List each line of the items below that contains the word "fireplace", copying the full line.

Items from a dataset:
|---|
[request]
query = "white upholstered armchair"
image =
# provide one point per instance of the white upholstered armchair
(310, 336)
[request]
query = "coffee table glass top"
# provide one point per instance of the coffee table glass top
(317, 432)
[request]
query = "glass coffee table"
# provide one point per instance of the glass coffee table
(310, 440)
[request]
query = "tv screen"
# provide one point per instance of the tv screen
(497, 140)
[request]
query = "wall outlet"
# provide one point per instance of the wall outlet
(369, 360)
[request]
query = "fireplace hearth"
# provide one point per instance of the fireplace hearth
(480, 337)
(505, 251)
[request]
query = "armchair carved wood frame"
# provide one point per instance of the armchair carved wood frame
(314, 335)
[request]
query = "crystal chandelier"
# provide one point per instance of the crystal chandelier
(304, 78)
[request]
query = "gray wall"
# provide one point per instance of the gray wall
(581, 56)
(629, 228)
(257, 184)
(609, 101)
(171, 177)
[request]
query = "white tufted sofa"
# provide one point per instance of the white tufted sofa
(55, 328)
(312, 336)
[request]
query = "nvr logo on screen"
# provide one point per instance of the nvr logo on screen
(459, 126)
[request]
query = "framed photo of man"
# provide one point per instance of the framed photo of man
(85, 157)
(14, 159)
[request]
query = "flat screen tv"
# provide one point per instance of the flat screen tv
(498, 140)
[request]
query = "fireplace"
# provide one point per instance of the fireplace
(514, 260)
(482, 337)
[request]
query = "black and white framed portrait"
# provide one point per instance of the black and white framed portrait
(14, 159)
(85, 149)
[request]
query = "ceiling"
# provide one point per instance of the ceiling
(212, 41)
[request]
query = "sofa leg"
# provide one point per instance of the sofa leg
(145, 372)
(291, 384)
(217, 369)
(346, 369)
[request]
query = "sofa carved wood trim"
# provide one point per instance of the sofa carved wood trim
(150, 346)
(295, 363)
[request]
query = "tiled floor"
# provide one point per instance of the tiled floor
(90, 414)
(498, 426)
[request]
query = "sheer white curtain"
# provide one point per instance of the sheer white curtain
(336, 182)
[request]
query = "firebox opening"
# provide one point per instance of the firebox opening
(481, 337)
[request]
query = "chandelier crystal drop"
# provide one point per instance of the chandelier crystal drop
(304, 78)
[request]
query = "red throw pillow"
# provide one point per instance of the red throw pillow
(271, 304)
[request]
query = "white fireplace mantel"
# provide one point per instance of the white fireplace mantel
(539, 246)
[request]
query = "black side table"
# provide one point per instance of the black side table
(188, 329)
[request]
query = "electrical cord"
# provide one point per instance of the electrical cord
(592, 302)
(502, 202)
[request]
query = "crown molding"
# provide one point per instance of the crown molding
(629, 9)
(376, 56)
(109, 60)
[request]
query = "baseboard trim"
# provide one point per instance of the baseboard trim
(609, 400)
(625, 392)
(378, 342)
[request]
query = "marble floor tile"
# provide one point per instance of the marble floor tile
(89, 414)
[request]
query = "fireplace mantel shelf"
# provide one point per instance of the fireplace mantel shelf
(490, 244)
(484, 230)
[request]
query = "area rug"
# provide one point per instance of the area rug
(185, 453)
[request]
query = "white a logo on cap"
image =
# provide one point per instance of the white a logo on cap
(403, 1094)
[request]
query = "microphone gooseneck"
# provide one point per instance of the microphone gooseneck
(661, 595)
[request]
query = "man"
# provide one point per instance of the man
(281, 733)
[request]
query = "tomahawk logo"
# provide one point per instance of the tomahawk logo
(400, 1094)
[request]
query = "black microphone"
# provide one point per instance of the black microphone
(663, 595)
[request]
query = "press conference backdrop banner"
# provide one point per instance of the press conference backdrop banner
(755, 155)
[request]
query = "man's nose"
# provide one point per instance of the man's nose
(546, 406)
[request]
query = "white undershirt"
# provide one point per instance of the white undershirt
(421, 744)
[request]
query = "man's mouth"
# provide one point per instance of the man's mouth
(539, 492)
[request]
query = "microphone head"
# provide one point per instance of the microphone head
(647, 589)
|---|
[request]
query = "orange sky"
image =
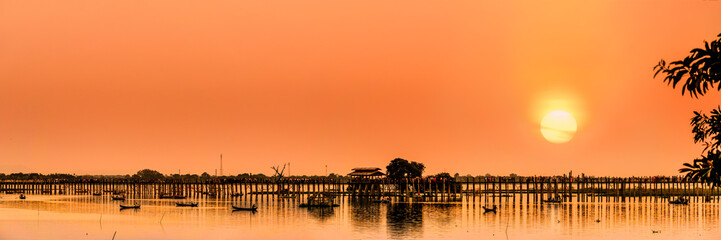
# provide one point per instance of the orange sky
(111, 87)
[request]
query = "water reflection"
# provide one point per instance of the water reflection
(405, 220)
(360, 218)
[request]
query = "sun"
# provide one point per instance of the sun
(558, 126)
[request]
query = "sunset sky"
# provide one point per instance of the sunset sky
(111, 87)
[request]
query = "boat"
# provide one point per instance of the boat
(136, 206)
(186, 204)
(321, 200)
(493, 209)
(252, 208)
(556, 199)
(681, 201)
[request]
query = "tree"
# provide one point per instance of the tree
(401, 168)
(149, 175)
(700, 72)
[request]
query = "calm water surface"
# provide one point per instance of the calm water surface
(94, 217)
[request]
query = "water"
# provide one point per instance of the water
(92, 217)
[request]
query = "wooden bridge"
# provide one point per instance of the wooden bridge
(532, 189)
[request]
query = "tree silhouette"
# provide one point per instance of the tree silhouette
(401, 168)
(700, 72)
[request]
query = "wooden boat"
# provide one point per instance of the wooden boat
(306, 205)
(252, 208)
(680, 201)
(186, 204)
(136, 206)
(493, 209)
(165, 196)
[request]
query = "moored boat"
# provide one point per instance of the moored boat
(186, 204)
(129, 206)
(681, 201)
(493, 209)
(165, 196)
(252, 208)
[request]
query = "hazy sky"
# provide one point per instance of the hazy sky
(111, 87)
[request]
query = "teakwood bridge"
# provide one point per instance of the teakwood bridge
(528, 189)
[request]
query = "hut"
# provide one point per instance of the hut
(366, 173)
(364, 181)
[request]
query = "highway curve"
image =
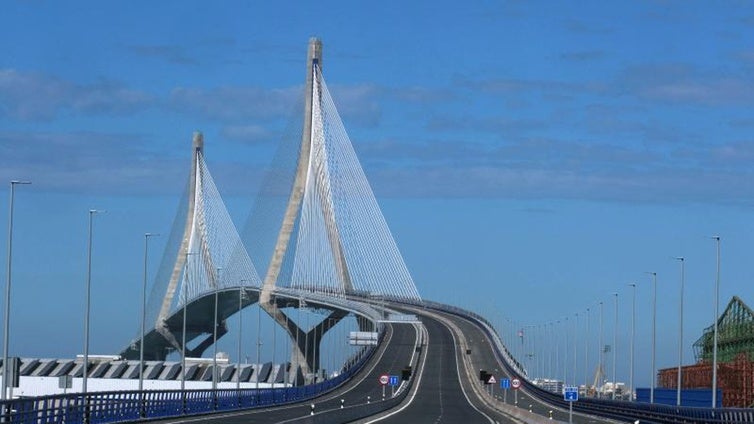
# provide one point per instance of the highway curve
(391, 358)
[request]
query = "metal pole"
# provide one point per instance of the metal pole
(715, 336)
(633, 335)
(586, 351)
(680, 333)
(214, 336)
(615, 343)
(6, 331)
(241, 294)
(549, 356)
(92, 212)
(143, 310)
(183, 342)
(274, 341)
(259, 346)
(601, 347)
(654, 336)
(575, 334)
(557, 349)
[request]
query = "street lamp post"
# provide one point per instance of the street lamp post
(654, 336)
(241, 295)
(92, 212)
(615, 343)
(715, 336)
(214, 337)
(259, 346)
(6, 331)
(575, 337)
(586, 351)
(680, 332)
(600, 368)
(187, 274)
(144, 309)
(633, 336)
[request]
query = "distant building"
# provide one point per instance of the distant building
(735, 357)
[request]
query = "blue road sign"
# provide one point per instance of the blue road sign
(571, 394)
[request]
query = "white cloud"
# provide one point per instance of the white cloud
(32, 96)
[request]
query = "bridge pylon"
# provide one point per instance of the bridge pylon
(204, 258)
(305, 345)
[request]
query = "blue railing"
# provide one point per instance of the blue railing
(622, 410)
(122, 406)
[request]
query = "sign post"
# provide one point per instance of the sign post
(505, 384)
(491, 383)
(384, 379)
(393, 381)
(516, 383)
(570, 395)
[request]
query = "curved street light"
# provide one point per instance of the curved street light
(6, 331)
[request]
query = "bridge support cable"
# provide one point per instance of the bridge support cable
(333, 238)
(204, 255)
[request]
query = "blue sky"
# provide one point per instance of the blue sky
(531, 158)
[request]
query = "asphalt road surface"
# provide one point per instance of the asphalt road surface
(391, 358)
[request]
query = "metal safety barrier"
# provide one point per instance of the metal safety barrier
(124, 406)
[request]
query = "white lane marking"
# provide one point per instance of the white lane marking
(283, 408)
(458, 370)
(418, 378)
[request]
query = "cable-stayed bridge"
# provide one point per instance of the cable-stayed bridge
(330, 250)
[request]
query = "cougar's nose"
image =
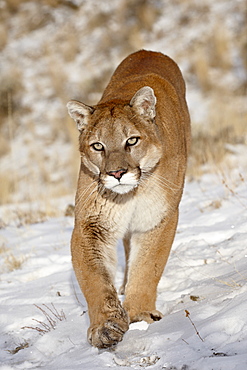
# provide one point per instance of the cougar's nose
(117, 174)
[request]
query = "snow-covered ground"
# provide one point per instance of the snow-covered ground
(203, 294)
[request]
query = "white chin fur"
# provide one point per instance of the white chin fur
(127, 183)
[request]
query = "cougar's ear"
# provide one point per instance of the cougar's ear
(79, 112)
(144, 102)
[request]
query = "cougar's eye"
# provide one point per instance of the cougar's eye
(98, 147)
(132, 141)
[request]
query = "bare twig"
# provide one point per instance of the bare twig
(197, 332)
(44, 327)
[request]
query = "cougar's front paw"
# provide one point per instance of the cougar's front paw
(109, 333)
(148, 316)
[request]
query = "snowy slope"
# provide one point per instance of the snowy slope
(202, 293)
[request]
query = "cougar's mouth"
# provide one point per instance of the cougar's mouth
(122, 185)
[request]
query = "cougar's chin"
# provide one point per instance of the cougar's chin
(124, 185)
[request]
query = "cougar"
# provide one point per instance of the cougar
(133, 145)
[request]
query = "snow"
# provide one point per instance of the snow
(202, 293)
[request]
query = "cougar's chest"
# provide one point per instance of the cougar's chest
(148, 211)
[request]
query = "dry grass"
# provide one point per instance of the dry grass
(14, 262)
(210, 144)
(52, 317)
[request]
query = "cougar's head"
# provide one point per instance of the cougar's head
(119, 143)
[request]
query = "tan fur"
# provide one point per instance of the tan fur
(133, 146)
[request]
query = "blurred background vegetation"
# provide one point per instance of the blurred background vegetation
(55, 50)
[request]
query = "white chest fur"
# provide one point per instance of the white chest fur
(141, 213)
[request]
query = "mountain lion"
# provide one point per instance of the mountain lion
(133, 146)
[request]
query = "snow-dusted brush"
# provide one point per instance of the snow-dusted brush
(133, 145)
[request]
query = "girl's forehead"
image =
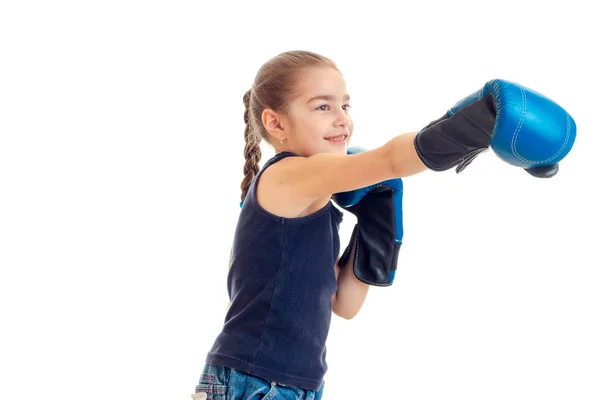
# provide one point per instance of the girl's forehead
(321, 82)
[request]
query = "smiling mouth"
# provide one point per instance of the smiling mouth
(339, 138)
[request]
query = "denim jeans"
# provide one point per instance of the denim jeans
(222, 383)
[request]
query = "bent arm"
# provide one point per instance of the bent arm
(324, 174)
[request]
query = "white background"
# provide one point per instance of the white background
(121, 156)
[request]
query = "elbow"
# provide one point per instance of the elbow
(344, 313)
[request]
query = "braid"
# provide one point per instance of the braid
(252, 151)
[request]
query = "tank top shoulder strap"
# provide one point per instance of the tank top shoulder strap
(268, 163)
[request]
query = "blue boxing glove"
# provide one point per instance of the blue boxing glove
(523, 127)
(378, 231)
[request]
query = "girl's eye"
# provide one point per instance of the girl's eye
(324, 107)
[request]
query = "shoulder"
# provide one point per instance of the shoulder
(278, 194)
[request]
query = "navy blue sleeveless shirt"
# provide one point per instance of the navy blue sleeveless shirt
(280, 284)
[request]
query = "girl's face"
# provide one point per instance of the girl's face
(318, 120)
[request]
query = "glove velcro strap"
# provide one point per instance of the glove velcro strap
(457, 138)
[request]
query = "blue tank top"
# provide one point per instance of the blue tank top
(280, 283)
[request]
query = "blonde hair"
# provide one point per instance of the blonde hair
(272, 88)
|---|
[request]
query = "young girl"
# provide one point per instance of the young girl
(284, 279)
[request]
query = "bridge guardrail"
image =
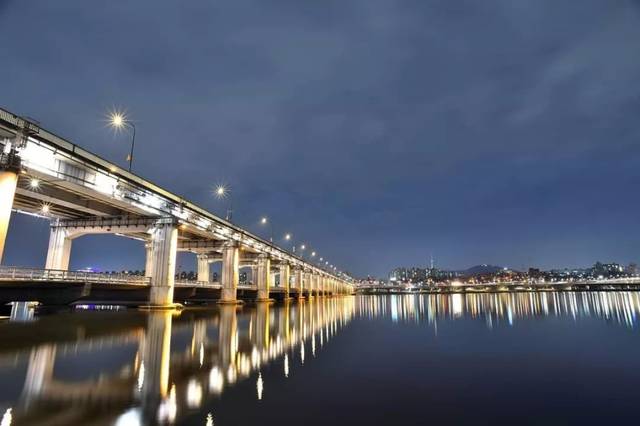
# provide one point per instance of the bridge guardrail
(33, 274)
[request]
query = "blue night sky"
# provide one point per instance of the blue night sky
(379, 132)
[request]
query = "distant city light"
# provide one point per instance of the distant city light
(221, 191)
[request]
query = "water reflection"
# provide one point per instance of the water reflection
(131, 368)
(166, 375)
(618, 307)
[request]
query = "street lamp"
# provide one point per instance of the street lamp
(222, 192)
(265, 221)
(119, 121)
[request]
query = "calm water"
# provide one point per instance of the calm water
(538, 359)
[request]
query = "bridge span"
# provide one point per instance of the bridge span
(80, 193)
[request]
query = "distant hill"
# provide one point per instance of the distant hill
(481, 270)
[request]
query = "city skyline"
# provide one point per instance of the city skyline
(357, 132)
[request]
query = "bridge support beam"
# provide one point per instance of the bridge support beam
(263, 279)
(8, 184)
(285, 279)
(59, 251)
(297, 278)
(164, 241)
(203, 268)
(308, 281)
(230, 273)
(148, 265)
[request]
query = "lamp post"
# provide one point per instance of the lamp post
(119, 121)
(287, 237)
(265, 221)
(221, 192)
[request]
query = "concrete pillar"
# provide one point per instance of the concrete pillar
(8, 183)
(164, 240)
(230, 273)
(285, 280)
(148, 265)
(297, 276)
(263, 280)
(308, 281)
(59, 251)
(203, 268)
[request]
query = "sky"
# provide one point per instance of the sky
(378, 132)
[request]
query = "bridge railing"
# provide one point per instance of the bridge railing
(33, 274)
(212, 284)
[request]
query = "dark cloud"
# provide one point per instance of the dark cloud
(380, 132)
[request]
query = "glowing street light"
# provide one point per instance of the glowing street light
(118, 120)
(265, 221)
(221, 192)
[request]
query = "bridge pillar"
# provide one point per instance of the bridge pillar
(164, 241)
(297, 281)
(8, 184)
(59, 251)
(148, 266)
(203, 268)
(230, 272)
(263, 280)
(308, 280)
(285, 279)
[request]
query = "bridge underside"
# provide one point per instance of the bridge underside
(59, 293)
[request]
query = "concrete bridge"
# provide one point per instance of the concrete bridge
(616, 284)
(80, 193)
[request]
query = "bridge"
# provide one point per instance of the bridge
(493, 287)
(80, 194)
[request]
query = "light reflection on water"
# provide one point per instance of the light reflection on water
|---|
**Complete answer**.
query = "fireplace hearth"
# provide one point per instance of the fireplace hearth
query = "fireplace"
# provide one point per instance of the fireplace
query = "white fireplace mantel"
# provide one point per instance of the white fireplace mantel
query = "fireplace mantel shelf"
# provide one point per instance of the fireplace mantel shelf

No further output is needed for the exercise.